→ Goal 1:
Answer these questions from the text below about the Dina Carroll single "The Perfect Year," putting each answer on its own line marked the same way:
(a) What song was the B-side?
(b) What position did the single reach in Ireland?
(c) What position did it reach on the Eurochart Hot 100, and in what month and year?
→ Goal 2:
Extend the text below about the Dina Carroll single "The Perfect Year," starting right after its final sentence.

→ Text passage:
>>>

Single by Dina Carroll

from the album Only Human
- B-side: "Here"
- Released: 29 November 1993
- Length: 3:45
- Label: A&M; 1st Avenue;
- Songwriters: Andrew Lloyd Webber; Don Black; Christopher Hampton;
- Producer: Nigel Lowis

Dina Carroll singles chronology
| "Don't Be a Stranger" (1993) | "The Perfect Year" (1993) | "Escaping" (1996) |

Music video
- "The Perfect Year" on YouTube

= The Perfect Year =

1993 single by Dina Carroll

"The Perfect Year" is a song performed by English singer-songwriter Dina Carroll, with music by Andrew Lloyd Webber and lyrics by Don Black and Christopher Hampton. It is taken from the 1993 musical Sunset Boulevard, produced by Nigel Lowis, and was released as a single on 29 November 1993 by A&M and 1st Avenue. Later, it was included on Carroll's second album, Only Human (1996). Becoming one of her most successful songs, it peaked at number five in the United Kingdom and number four in Ireland. On the Eurochart Hot 100, it reached number 17 in January 1994. In 2001, the song was included on Carroll's first compilation album, The Very Best of Dina Carroll.

<<<

→ Supplied material:
>>>

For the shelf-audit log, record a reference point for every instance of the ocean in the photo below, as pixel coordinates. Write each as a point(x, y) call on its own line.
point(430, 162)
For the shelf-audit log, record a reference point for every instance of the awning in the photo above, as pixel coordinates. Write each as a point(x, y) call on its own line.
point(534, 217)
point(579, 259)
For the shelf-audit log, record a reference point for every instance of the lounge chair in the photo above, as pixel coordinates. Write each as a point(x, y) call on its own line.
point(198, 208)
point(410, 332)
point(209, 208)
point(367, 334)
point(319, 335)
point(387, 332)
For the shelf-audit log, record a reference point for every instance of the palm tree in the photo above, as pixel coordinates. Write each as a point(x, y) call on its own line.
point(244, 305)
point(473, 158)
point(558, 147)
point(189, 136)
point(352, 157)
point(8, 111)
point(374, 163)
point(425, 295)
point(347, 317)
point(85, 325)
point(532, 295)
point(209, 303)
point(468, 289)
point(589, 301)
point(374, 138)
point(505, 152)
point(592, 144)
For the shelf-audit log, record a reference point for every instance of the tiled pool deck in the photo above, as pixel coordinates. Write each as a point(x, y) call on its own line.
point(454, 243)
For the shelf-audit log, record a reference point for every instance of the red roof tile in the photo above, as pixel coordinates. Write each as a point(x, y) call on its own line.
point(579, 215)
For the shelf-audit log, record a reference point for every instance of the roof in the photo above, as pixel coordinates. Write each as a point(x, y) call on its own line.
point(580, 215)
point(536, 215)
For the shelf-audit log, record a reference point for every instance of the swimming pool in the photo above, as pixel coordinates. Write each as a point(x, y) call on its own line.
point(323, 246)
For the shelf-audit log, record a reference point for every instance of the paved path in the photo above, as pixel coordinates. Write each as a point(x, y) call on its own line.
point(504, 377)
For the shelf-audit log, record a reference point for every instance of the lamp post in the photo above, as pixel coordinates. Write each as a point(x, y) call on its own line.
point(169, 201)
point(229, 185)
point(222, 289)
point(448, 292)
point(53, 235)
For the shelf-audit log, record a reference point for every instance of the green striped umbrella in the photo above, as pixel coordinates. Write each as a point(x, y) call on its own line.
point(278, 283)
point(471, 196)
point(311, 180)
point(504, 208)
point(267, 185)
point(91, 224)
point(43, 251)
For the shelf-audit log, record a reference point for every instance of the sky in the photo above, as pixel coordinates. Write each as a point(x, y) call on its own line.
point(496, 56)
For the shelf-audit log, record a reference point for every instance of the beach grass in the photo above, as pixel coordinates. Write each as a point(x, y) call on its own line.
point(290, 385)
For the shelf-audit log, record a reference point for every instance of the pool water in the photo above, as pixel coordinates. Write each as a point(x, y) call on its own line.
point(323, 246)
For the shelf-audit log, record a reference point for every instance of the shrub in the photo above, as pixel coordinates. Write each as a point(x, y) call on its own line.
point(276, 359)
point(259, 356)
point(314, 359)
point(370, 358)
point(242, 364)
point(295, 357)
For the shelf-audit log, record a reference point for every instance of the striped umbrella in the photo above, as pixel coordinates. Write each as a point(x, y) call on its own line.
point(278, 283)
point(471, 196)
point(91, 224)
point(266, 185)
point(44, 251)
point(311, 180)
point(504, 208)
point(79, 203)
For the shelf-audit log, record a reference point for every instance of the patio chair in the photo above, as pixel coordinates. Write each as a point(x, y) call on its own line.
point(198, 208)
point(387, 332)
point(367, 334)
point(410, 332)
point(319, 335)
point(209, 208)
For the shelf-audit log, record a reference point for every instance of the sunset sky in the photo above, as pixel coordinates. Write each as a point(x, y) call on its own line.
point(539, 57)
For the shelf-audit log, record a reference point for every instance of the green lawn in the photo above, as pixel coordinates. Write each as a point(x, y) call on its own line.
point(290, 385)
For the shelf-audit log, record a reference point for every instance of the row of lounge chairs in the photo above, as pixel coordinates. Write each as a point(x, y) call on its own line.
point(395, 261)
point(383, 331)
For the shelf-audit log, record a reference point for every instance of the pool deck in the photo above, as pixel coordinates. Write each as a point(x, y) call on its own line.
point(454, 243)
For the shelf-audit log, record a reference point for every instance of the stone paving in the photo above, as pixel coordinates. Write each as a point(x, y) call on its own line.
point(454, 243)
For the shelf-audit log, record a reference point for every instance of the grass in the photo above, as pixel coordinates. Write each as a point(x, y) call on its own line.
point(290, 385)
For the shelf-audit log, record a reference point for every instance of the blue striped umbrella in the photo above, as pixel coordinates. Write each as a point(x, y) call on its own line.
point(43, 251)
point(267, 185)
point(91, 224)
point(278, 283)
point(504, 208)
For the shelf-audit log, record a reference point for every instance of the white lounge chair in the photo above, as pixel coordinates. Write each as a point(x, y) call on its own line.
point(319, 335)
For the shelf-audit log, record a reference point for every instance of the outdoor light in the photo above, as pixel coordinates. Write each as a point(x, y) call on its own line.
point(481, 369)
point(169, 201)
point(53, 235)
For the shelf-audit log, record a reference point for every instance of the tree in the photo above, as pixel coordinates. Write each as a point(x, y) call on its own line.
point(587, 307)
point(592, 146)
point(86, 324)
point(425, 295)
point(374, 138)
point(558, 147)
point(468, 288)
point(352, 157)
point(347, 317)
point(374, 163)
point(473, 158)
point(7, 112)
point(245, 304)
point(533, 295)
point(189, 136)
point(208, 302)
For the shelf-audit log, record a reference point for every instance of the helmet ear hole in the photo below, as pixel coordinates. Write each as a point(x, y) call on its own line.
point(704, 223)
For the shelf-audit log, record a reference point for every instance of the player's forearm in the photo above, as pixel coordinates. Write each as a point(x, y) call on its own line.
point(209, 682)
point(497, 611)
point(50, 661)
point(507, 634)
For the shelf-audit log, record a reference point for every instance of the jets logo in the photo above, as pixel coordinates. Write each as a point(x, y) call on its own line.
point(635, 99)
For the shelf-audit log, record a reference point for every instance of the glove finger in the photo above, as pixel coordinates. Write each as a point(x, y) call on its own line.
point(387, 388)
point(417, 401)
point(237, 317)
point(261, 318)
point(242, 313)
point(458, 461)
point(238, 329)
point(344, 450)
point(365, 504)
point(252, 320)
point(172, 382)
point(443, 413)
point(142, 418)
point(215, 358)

<<<

→ Right answer 1:
(a) "Here"
(b) Number four
(c) Number 17, in January 1994

→ Right answer 2:
==Critical reception==
Hannsjörg Riemann from German Bravo gave the song two out of five, stating that Carroll "can sing really well." He viewed it as a "tearjerker" that "doesn't tear me off my stool despite the noble design." In his weekly UK chart commentary, James Masterton described the song as a "Christmassy ballad". Alan Jones from Music Week gave it a full score of five out of five and named it Pick of the Week, writing, "This heartwarming ballad from Sunset Boulevard with sweeping strings, a powerful vocal and optimistic, seasonal lyrics could easily end Carroll's perfect year by becoming her first number one single." James Hamilton from the Record Mirror Dance Update complimented it as a "gorgeous Lloyd Webber radio ballad". German band Culture Beat reviewed it for Smash Hits, giving it four out of five. Jay Supreme said, "This is a real sweet song though and a great song if the mood is right." Tania Evans stated, "I'd say this is the best she's done so far. Dina is brilliant."

==Music video==
A music video was produced to promote the single. It has a sepia tone and was filmed in Dublin, Ireland.

==Track listings==

CD single, UK (1993)
| No. | Title | Length |
|---|---|---|
| 1. | "The Perfect Year" (radio mix) | 3:49 |
| 2. | "Here" (West End Mix) | 6:44 |
| 3. | "Here" (Nigel Lowis Mix) | 7:16 |
| 4. | "Ain't No Man" (Brothers in Rhythm Remix) | 7:08 |

7-inch and cassette single, UK (1993); mini-CD single, Japan (1994)
| No. | Title | Length |
|---|---|---|
| 1. | "The Perfect Year" (radio mix) |  |
| 2. | "Here" (radio edit) |  |

12-inch single, UK (1993)
| No. | Title | Length |
|---|---|---|
| 1. | "The Perfect Year" (radio mix) |  |
| 2. | "Here" (West End Mix) |  |
| 3. | "Here" (Nigel Lowis Mix) |  |
| 4. | "Special Kind of Love" (Brothers in Rhythm Dub) |  |

CD single, Europe (1993)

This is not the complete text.